> **PROBLEM REQUIREMENTS**:
Retype the items below, starting at the line with "[point] leafy bush" and ending with the line with "Target: leafy bush", both included.

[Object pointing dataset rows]
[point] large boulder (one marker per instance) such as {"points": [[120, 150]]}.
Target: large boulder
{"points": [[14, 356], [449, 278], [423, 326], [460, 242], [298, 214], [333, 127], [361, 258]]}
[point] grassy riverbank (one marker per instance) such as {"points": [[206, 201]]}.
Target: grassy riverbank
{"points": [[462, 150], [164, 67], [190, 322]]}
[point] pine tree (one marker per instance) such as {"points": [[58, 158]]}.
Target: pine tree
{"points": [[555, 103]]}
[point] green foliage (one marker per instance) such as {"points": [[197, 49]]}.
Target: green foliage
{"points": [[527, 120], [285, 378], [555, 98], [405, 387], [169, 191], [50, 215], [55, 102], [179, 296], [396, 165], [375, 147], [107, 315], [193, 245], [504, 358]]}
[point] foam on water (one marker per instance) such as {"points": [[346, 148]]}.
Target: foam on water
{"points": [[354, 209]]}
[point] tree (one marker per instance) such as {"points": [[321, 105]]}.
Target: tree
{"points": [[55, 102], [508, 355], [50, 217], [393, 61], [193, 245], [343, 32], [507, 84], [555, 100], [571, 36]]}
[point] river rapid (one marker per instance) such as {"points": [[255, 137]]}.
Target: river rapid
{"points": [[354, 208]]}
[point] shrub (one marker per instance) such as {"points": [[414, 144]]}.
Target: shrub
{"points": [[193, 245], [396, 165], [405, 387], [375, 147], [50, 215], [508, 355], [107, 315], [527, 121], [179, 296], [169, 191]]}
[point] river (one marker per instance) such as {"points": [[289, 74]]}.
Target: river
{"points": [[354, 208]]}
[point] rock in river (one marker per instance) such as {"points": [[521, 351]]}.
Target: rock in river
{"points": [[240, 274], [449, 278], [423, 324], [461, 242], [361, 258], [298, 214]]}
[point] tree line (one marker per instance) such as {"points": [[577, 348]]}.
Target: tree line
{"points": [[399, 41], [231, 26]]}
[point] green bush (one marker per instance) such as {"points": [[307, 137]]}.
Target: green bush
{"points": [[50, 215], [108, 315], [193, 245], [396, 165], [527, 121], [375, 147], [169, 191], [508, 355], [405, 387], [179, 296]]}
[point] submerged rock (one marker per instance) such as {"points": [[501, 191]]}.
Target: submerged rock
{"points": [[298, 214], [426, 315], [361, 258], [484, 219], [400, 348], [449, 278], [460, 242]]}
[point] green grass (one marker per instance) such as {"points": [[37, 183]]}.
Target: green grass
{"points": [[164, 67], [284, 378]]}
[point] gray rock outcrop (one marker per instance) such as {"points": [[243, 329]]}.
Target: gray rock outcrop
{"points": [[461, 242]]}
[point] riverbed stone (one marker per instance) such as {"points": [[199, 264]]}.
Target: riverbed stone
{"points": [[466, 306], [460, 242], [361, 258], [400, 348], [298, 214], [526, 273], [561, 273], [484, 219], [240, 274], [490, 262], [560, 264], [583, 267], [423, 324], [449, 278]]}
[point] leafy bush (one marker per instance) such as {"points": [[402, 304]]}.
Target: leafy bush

---

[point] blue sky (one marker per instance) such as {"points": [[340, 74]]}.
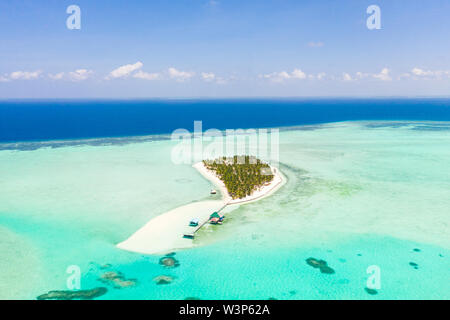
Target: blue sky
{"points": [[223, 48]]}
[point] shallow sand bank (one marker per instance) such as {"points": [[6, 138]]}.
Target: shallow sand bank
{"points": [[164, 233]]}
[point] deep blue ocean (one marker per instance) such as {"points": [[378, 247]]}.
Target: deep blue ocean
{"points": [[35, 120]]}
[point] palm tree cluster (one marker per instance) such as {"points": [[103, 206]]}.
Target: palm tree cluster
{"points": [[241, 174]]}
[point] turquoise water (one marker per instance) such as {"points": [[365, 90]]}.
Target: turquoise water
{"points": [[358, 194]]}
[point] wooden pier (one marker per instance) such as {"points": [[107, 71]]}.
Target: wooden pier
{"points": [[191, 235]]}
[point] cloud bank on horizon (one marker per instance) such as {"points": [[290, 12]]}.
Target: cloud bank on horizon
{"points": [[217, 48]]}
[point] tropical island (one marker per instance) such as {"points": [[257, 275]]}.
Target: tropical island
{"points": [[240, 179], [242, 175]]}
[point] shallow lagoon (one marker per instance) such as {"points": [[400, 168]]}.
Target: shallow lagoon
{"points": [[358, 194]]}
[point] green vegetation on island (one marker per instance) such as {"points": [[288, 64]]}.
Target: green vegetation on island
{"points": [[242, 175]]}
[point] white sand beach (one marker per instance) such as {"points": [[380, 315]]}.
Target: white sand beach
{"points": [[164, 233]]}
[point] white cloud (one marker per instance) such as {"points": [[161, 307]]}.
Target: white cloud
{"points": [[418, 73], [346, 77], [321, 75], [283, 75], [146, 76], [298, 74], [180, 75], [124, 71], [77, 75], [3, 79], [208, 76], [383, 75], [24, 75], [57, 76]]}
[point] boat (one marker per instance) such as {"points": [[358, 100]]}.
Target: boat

* * *

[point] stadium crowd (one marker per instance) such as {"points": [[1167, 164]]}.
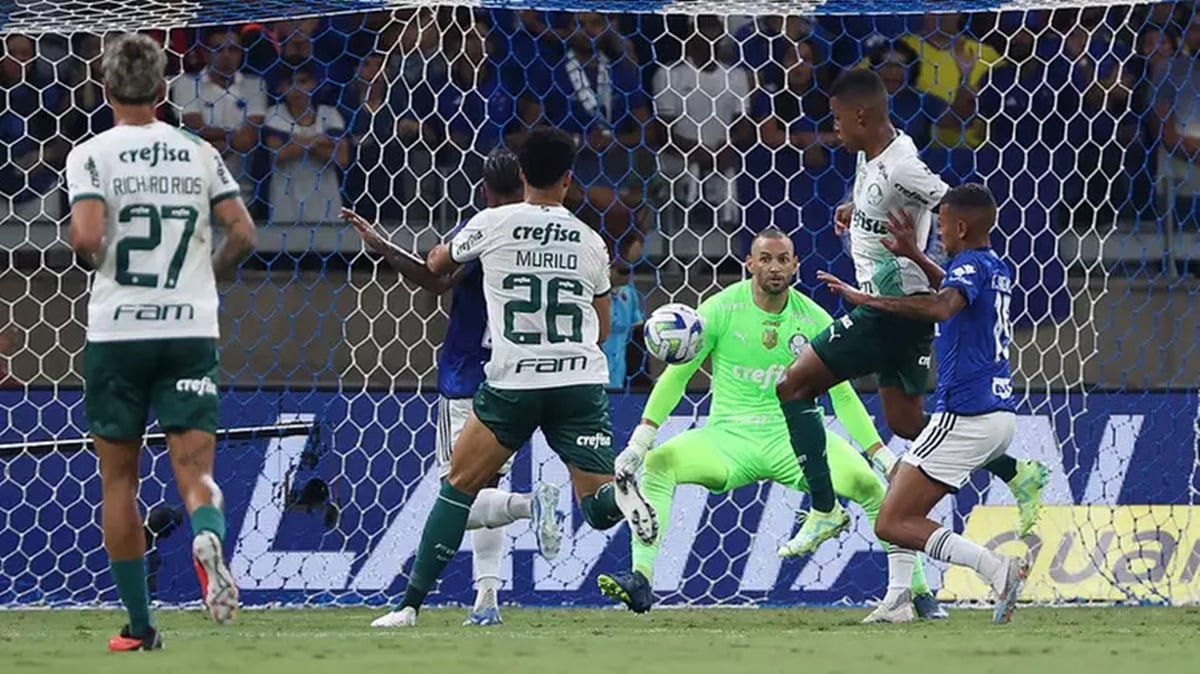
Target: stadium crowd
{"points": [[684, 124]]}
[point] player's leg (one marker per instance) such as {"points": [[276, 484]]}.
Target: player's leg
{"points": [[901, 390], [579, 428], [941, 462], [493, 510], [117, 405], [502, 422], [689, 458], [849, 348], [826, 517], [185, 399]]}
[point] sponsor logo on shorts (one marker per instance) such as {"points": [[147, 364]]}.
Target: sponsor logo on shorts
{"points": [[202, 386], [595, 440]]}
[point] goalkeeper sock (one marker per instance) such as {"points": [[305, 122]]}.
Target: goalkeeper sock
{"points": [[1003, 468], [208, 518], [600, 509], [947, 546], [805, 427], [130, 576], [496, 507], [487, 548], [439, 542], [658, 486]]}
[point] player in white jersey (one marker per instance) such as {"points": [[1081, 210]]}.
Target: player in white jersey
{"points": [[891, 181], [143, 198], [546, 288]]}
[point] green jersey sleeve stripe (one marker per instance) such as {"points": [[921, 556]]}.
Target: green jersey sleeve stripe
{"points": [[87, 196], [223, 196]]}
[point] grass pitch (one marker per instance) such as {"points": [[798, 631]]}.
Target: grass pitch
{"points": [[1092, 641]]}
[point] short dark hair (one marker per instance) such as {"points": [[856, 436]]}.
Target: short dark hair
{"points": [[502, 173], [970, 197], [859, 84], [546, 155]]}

> **RESPONSE TO THIS EXERCISE**:
[point] leafy bush (one marker per instance) such as {"points": [[402, 304]]}.
Target: leafy bush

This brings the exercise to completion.